Excerpted data.
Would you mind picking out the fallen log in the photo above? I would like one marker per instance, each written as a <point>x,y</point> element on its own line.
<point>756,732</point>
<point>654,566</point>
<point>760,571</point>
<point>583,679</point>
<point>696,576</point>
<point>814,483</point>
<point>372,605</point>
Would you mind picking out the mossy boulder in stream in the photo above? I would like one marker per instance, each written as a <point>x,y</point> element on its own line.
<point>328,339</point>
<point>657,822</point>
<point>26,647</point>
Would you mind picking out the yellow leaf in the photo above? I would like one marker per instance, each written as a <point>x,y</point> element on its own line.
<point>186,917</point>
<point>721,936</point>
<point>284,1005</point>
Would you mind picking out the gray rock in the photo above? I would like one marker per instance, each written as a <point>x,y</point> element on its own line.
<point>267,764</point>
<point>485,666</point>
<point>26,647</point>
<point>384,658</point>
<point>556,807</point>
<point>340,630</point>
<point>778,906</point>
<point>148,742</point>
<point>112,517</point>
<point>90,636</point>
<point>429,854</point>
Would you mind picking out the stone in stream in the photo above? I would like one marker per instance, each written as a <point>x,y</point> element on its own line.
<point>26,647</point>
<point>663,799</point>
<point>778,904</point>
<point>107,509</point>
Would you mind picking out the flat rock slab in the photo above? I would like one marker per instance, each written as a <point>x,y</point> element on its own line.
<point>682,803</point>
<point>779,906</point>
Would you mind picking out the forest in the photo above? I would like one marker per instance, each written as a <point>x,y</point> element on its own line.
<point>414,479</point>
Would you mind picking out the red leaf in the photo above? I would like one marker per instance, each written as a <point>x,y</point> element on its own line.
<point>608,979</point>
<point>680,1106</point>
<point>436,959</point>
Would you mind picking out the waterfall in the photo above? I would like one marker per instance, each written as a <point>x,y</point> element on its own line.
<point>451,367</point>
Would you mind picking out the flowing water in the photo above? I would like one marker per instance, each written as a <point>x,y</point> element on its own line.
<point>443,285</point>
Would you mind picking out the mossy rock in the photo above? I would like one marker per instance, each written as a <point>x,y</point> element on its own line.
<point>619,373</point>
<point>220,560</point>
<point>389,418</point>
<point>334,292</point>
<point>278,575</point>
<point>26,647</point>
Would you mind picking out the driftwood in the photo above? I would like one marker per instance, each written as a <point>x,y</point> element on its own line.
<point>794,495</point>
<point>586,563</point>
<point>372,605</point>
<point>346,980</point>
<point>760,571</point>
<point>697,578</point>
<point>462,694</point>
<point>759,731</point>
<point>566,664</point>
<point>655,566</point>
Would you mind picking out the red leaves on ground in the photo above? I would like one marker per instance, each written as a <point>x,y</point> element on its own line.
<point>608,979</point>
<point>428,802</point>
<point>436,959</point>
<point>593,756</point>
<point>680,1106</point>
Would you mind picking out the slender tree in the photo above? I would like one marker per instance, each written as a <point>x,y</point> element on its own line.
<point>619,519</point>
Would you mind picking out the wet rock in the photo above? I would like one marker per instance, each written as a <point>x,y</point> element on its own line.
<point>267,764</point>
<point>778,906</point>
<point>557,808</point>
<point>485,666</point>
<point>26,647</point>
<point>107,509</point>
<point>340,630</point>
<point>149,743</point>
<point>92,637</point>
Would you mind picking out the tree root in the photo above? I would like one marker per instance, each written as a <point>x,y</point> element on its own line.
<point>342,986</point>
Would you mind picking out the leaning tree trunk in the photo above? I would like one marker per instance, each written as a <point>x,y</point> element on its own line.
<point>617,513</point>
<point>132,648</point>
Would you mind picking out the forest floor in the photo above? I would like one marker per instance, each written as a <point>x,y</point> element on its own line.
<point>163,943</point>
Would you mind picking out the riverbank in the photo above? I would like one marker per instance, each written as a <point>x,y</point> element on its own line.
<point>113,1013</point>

Job.
Your task is to repeat each line of the material exactly.

Output for this task.
Would you mind picking out the fallen log in the photo above? I would like one marker per instance, each written as a <point>x,y</point> element on its own line.
<point>756,732</point>
<point>654,566</point>
<point>760,571</point>
<point>583,679</point>
<point>696,576</point>
<point>814,483</point>
<point>372,605</point>
Would you mind picking out the mossy boulder in stream in the photo above? I would like one marker per instance, each written as a <point>x,y</point> element on its own line.
<point>328,339</point>
<point>657,822</point>
<point>26,647</point>
Would you mind picking out the yellow leaf in the photo above? I would like one marker per instance, each written as a <point>x,y</point> element on its own line.
<point>186,917</point>
<point>721,936</point>
<point>284,1005</point>
Would you mind picking out the gray rock in the photo above? I would like one marker per instance, each written as a <point>x,y</point> element on its own line.
<point>267,764</point>
<point>485,666</point>
<point>26,647</point>
<point>384,658</point>
<point>556,807</point>
<point>340,630</point>
<point>778,906</point>
<point>148,742</point>
<point>112,517</point>
<point>90,636</point>
<point>429,854</point>
Would you mind picking out the stone in stream in the photo above? I would like one marker per instance, each written as a <point>x,y</point> element on its own line.
<point>26,647</point>
<point>663,799</point>
<point>778,904</point>
<point>107,509</point>
Would you mind picking out the flat rock slab in the photo above? I would like one marker per instance, each written as a <point>x,y</point> element on its own line.
<point>682,803</point>
<point>779,906</point>
Would you mind picking out the forest in the photo above? I would like one marker per instance, each written as a <point>x,y</point> element on its own line.
<point>414,479</point>
Would you mind picking out the red leaf in the photo above? I would like one marker per instance, each written as a <point>x,y</point> element on its own line.
<point>608,979</point>
<point>680,1106</point>
<point>436,959</point>
Would you mind picking out the waterfall in the photo above? I would like one marker per instance, each written as a <point>x,y</point> element on its own line.
<point>451,367</point>
Would you mind picking out the flowing water in the photo above? I would like one marker per instance, each written as a <point>x,y</point> element on its own line.
<point>443,285</point>
Would you mind picking out the mossy rock in the photo above? I would like one marker per instance, each written as a <point>x,y</point> element on its own line.
<point>619,373</point>
<point>220,560</point>
<point>389,418</point>
<point>334,292</point>
<point>278,575</point>
<point>26,647</point>
Would you mind picking out the driftwood in the photo above? I would like one marker per instance, each written as a <point>x,y</point> element on its own line.
<point>794,495</point>
<point>586,563</point>
<point>372,605</point>
<point>346,980</point>
<point>760,571</point>
<point>697,578</point>
<point>462,694</point>
<point>759,731</point>
<point>566,664</point>
<point>655,566</point>
Would you mind picking out the red leaves on ground in the photo above? I would like one marker per instance, each written as a <point>x,y</point> element on its own line.
<point>608,979</point>
<point>428,802</point>
<point>436,959</point>
<point>593,756</point>
<point>680,1106</point>
Would you mind picking out the slender tree in the photo above? I would like one marker per instance, each written as a <point>x,y</point> element on its own line.
<point>619,519</point>
Would you mind picking out the wet rock in the photo above? I would like one marker per instance, each written as a <point>x,y</point> element on its own line.
<point>267,764</point>
<point>778,906</point>
<point>557,808</point>
<point>485,666</point>
<point>26,647</point>
<point>107,509</point>
<point>340,630</point>
<point>149,743</point>
<point>92,637</point>
Would you mind picking out the tree root in the photo above? I would like one marker per instance, each written as a <point>x,y</point> element on its own line.
<point>342,986</point>
Would you mind picking out the leaning tree trunk in the photo above? I would like one marker per instance, each written as a <point>x,y</point> element on its own line.
<point>617,513</point>
<point>132,648</point>
Would you mind picking out the forest floor in the photo above? I would like one marker per instance, each written as a <point>x,y</point> element on its own line.
<point>163,943</point>
Would you mind picking out the riverbank in the photo above? I would like one marker per instance, each written as a <point>x,y</point> element on its own line.
<point>113,1013</point>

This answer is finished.